Stated task A: Collect each line of the listing that contains the word "object", with case counting.

Provided passage:
— Start —

Sunday, June 7, 2026

Parting Glances

Back to the story line. After the Fashion Museum on Friday, with a lovely exhibit featuring two sisters, Susan Collier and Sarah Campbell, we walked on to the Tate Museum and strolled through an exhibit of J.M.W. Turner paintings. I’m about as familiar with his work as the average educated person, but was surprised by his tip toward abstraction painting storms, snow and sea—all before 1851! He deeply influenced later artists like Mark Rothko who quipped, “Turner learned a lot from me!” Rothko was born 50 years after Turner died! 

 

Ate dinner at Paddington Station (our favorite Underground Stop), a little indoor Food Court with the dreaded pounding disco, but good food options (fish tacos/ Indonesian Mee Goreng) that we could thankfully take outside away from the hammering beat. Home to our place far away at Hayes and Harlington, a neighborhood with a wide range of ethnicities and feeling somewhat home to be amongst them. 

 

The next day, the insistent rain continued, so I bought a little umbrella and the first chance I tried to use it, it turned inside out and just about broke. A $9.00 purchase for 9 seconds of use. Hmm. Met my Turkish friends Betul and Mert (cross-reference with my time in London last June if you’re so inclined), for a sumptuous late-afternoon lunch at the remarkable Dishoon Indian restaurant. We had hoped to take in a show later, but missed the cheaper prices, so the new plan was to look for a yarn store for Karen, a bookstore for me and maybe find a Jazz Club.

— End —

Stated task B: Quote the diary entry word for word, starting at "Sunday, June 7, 2026" and ending at "after Turner died!".

Data:
— Start —

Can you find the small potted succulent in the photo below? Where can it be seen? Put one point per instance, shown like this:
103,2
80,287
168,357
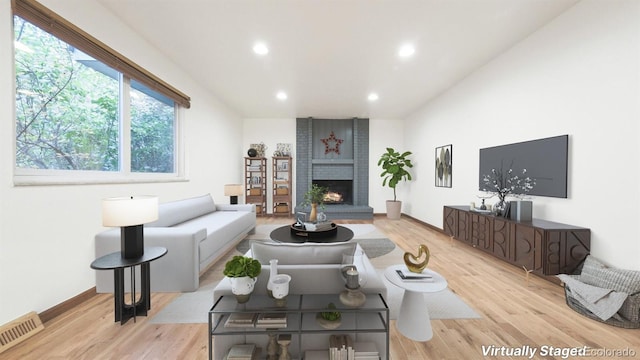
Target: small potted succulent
329,319
242,272
314,197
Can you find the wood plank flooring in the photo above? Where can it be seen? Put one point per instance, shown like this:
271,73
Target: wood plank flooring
514,314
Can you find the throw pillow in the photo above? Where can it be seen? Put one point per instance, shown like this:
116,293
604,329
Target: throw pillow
296,254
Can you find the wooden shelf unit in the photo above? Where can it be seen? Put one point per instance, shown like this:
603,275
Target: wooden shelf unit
543,247
281,185
255,180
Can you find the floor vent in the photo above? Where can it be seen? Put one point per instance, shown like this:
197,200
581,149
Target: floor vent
19,330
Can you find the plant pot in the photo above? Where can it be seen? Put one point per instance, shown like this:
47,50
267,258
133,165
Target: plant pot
313,216
394,209
242,287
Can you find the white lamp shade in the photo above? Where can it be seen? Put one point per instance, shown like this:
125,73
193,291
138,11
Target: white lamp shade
233,189
129,211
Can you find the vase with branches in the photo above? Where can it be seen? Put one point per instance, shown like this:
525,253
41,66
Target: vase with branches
504,182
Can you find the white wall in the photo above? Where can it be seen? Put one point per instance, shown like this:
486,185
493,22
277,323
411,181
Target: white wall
579,75
47,232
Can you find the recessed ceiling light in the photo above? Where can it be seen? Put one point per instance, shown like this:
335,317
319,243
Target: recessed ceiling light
406,50
260,49
281,95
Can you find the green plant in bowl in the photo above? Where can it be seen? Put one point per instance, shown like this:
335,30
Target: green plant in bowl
240,266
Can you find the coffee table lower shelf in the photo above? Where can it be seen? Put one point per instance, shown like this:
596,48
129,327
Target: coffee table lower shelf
368,323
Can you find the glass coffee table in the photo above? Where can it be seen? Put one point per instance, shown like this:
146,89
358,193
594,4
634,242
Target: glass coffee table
286,235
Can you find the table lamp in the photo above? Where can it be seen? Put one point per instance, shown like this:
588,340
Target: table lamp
233,191
130,213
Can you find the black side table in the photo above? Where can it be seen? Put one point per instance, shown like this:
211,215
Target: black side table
117,263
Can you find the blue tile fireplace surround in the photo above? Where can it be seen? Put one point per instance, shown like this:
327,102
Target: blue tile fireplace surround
335,153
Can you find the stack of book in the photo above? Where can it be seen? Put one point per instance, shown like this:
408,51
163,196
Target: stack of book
241,320
243,352
275,320
407,275
365,351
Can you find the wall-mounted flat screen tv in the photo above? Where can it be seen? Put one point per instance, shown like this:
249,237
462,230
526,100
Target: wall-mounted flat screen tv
546,161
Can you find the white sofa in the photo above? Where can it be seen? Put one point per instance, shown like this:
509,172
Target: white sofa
314,269
196,233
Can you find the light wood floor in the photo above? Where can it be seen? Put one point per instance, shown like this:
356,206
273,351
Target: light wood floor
514,314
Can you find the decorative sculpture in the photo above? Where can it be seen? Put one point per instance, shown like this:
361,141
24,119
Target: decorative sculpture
413,262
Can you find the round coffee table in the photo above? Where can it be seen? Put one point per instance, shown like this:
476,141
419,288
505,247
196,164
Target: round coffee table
283,234
413,317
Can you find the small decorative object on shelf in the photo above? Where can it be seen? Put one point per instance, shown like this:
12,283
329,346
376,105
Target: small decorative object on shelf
414,262
284,340
314,197
330,319
242,352
261,149
272,347
352,296
503,183
242,272
280,289
273,271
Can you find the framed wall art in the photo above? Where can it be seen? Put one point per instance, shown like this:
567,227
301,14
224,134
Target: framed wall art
444,166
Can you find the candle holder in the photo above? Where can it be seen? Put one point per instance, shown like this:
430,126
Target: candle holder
352,297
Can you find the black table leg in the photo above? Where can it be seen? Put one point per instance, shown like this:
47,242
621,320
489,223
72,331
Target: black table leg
118,295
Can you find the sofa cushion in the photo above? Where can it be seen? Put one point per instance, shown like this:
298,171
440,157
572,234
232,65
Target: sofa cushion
595,273
294,254
176,212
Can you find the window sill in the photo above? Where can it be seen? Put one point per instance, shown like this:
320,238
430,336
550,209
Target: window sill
44,180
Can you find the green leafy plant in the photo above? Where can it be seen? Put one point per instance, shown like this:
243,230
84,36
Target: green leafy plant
315,195
240,266
331,315
394,165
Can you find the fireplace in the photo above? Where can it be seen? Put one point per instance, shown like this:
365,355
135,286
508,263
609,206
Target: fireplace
334,153
339,191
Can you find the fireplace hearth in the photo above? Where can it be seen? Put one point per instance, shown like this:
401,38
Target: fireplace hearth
339,191
342,166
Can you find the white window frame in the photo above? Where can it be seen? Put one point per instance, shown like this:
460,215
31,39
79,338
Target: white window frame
34,177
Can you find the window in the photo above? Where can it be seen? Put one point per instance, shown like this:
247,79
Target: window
79,118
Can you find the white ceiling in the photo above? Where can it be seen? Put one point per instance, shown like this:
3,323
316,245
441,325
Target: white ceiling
328,55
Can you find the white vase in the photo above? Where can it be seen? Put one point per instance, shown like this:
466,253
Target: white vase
394,209
242,287
273,271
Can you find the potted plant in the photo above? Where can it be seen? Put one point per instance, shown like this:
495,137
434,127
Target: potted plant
394,165
329,319
314,197
242,272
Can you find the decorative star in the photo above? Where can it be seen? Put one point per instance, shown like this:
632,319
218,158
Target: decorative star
332,138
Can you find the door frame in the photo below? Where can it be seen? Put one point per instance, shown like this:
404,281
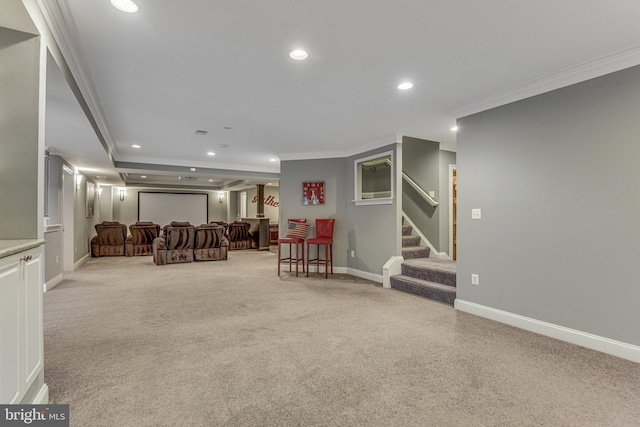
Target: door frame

— End —

Exercise result A:
Can you find the small decorative object on shelf in the photo above? Where can it be seen? Put one point per instance, shown like this:
Target: small decorative object on shelf

Exercise result B:
Sunday, June 7, 2026

Parting Glances

Back to the story line. After the Fashion Museum on Friday, with a lovely exhibit featuring two sisters, Susan Collier and Sarah Campbell, we walked on to the Tate Museum and strolled through an exhibit of J.M.W. Turner paintings. I’m about as familiar with his work as the average educated person, but was surprised by his tip toward abstraction painting storms, snow and sea—all before 1851! He deeply influenced later artists like Mark Rothko who quipped, “Turner learned a lot from me!” Rothko was born 50 years after Turner died!